- **EXERCISE DESCRIPTION**
Quote verbatim the stretch of rows below, from the very first line through the line that contains "x=746, y=238".

[Excerpt from a dataset]
'''

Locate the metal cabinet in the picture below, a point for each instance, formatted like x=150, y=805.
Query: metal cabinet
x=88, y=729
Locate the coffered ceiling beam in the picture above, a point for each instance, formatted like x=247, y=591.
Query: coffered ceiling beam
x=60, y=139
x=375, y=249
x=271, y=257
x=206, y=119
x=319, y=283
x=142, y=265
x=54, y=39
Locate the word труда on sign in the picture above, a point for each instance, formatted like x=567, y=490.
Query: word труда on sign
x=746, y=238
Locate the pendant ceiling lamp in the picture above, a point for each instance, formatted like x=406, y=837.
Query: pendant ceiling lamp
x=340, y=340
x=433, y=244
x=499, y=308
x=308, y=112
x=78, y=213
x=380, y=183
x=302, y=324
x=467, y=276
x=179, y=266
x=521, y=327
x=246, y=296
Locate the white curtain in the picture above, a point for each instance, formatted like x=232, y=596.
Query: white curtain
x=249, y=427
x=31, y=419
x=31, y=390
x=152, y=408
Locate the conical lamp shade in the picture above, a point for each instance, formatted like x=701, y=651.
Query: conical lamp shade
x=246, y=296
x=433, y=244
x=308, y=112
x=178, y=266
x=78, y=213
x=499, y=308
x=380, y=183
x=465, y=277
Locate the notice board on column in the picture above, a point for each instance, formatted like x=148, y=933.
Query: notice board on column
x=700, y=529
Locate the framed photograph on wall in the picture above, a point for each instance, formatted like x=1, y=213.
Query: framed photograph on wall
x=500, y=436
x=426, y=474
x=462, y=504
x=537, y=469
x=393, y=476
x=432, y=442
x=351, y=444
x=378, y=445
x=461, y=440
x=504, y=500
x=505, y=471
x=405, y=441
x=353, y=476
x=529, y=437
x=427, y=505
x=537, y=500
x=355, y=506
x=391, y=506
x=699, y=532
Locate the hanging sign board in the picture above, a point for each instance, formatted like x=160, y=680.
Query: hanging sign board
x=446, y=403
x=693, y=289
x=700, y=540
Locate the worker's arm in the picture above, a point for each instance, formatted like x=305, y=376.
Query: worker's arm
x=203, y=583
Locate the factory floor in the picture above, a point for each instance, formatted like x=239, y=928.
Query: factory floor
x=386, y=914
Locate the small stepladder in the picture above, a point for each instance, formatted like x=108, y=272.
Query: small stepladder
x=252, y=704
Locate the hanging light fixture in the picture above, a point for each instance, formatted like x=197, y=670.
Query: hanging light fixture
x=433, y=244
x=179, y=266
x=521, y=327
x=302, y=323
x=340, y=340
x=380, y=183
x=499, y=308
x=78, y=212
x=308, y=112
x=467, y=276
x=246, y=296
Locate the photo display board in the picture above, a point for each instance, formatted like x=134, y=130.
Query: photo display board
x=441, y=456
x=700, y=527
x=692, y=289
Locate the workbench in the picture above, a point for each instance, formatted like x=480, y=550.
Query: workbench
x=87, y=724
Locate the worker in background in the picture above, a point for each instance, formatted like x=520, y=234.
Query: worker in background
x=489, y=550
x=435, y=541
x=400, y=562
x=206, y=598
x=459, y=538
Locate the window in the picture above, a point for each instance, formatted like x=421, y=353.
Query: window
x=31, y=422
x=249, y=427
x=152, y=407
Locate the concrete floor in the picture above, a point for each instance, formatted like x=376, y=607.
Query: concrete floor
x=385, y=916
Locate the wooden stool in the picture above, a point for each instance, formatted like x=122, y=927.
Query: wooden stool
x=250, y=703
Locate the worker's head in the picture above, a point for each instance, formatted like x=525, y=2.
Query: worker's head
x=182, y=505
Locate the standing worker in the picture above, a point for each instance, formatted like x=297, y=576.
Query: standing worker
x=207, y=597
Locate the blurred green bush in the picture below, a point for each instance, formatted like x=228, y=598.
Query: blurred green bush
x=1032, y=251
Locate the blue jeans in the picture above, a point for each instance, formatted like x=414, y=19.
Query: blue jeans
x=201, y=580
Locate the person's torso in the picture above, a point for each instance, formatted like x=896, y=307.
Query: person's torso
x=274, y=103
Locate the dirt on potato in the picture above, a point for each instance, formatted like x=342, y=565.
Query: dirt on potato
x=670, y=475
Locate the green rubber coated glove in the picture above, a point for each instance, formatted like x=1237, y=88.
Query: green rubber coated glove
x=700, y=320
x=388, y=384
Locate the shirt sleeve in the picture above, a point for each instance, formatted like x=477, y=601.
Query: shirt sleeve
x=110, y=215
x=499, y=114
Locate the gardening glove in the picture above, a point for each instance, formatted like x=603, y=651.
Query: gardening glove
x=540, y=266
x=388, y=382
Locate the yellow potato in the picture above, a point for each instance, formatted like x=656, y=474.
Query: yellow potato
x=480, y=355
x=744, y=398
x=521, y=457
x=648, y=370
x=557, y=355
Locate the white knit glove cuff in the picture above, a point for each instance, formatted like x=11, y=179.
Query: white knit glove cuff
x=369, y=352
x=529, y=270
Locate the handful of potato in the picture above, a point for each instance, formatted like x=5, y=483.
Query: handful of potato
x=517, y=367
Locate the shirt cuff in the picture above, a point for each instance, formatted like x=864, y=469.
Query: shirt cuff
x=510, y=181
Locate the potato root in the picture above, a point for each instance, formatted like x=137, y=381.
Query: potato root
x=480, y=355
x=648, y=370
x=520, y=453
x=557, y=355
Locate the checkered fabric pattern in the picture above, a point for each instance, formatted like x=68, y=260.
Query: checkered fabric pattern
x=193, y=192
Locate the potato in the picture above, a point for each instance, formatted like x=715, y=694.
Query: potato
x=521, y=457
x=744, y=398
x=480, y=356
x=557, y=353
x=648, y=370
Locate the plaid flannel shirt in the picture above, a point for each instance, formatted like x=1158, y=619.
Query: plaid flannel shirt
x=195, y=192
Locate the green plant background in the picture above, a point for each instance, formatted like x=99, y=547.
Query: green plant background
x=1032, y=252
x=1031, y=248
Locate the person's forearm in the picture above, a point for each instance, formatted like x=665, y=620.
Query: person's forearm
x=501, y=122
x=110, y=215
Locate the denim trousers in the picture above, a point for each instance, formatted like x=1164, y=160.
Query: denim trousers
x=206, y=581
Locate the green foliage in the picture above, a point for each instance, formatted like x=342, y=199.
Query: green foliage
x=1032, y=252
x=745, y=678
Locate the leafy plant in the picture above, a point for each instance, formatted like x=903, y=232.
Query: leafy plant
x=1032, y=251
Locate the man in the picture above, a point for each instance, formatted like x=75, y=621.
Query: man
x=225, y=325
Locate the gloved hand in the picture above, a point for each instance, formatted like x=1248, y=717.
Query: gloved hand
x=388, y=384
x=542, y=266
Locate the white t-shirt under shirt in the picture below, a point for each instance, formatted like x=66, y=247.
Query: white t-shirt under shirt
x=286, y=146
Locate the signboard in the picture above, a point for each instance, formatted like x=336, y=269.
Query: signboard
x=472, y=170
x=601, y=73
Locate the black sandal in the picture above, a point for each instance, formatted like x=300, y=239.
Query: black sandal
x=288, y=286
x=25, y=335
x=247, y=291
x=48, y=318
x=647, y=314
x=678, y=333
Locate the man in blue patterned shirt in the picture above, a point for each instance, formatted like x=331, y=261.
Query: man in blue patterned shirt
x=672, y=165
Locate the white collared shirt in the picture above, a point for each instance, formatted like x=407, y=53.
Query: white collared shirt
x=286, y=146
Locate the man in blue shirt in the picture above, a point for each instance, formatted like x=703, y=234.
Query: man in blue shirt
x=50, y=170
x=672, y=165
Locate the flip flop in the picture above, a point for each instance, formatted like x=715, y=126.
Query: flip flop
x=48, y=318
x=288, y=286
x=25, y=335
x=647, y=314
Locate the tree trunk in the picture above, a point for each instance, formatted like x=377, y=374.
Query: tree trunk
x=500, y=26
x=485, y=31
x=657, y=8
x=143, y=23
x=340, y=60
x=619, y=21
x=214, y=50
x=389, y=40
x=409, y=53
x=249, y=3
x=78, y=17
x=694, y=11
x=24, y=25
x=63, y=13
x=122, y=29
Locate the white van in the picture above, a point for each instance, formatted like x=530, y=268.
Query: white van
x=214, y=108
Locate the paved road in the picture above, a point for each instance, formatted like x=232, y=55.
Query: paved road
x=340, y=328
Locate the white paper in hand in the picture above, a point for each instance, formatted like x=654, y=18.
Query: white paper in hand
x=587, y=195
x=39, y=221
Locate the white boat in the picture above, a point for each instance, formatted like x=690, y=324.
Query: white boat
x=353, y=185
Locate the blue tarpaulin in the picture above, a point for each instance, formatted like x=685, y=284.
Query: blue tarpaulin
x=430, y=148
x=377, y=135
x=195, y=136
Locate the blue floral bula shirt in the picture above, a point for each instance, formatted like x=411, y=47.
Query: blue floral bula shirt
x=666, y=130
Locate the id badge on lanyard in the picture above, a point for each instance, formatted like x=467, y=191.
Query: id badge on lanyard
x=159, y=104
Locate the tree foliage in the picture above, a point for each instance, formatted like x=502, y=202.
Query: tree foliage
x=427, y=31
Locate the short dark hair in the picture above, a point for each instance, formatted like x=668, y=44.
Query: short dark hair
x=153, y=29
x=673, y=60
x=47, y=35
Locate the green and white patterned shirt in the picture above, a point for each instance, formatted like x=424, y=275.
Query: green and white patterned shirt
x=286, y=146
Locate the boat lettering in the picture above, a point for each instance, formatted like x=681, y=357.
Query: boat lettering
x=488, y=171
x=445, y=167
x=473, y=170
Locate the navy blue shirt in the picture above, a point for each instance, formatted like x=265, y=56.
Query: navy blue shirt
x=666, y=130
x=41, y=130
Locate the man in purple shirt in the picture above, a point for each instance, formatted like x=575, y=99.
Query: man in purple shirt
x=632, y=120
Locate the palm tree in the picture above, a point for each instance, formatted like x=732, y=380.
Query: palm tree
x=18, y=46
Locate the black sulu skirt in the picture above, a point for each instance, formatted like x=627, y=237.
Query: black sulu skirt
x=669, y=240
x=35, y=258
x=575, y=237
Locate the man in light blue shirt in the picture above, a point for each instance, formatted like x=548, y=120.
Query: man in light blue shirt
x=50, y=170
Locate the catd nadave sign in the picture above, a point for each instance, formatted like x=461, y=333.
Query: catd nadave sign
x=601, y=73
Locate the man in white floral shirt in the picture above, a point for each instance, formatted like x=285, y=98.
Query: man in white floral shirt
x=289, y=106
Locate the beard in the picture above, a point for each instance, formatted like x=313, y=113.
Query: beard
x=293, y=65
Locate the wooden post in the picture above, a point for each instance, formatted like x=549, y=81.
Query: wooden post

'''

- **THE ANSWER**
Locate the metal cabinet in the picture below, a point for each instance, formatted like x=150, y=805.
Query: metal cabinet
x=88, y=729
Locate the coffered ceiling beam in the picture above, a point for each instance, formatted like x=247, y=591.
Query: coffered ceiling beam
x=60, y=139
x=375, y=249
x=271, y=257
x=206, y=119
x=319, y=283
x=142, y=265
x=54, y=39
Locate the word труда on sign in the picture above, a point for each instance, formatted like x=567, y=490.
Query: word труда on sign
x=746, y=238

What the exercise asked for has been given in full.